==== LISTE
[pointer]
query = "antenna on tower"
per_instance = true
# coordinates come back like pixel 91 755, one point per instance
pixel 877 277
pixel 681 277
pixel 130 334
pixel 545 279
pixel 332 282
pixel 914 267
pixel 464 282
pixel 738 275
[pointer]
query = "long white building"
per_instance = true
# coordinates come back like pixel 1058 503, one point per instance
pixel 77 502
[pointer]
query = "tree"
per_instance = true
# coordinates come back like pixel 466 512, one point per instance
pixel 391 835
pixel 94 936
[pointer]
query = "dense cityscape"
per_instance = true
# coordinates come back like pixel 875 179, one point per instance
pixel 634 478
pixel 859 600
========
==== LISTE
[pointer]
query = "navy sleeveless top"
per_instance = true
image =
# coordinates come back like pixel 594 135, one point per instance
========
▶ _CONSIGNE_
Renvoyez toutes les lignes des données qui contiennent la chaîne « back », en tenant compte de la casse.

▶ _RÉPONSE À LA CONSIGNE_
# coordinates come back like pixel 91 755, one point per instance
# coordinates come back like pixel 1058 503, one point per instance
# coordinates come back like pixel 466 512, one point per instance
# coordinates come back like pixel 875 179, one point per instance
# coordinates come back like pixel 594 135, one point per instance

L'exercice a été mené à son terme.